**CONSIGNE DE L'EXERCICE**:
Reproduisez à l'identique les lignes des entrées, depuis la toute première jusqu'à la ligne contenant « positive clicks: (203, 144) (231, 169) », celle-ci comprise.

**ENTRÉES FOURNIES**:
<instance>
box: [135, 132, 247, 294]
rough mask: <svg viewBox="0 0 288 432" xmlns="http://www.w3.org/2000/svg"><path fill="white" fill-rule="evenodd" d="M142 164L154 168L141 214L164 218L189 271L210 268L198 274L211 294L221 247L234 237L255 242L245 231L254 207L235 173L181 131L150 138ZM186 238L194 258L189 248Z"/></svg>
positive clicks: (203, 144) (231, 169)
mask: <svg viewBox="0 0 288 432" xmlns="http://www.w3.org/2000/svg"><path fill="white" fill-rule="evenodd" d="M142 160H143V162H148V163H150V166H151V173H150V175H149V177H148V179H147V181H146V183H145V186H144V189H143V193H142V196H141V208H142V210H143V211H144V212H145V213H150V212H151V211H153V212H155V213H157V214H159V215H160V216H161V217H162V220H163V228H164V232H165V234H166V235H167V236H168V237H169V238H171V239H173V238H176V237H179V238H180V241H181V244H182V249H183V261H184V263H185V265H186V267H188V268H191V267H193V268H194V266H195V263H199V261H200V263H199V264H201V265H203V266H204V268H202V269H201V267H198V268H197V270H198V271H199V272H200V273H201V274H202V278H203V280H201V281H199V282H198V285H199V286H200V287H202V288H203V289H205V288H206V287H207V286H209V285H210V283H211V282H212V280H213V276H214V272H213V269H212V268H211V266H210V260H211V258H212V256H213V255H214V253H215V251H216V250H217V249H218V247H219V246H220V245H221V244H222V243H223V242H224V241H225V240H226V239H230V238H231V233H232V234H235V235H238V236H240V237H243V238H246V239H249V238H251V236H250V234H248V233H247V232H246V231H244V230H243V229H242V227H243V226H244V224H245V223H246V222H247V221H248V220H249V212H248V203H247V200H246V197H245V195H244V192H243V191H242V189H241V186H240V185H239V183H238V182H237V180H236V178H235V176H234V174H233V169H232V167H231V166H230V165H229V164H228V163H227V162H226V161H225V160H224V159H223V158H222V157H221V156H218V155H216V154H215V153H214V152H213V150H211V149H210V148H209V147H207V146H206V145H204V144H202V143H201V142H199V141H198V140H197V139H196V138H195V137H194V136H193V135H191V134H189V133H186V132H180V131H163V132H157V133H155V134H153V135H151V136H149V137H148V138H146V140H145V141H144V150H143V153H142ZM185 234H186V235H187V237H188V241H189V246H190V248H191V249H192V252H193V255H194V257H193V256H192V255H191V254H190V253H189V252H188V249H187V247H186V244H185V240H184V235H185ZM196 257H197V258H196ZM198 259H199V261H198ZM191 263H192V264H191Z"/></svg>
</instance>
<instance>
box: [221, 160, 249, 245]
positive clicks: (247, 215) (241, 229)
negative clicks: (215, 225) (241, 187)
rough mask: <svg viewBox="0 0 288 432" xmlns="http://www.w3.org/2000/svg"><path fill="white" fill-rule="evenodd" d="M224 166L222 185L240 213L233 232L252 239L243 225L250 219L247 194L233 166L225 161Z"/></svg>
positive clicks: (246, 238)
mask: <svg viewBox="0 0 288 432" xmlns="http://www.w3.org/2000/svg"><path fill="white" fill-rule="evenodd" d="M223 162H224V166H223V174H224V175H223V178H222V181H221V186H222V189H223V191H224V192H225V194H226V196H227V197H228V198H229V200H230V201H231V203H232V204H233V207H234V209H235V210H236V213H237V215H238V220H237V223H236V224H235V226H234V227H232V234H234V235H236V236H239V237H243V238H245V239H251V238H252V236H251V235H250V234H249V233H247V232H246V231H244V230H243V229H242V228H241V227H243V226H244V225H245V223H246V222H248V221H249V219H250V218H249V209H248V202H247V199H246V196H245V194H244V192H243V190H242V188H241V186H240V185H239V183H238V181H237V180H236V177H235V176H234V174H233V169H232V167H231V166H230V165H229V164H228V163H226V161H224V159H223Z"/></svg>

**SOLUTION RÉDIGÉE**:
<instance>
box: [135, 132, 247, 294]
rough mask: <svg viewBox="0 0 288 432" xmlns="http://www.w3.org/2000/svg"><path fill="white" fill-rule="evenodd" d="M142 164L154 168L141 214L164 218L189 271L210 268L198 274L211 294L221 247L234 237L255 242L245 231L254 207L235 173L181 131L150 138ZM186 238L194 258L189 248Z"/></svg>
positive clicks: (203, 144) (231, 169)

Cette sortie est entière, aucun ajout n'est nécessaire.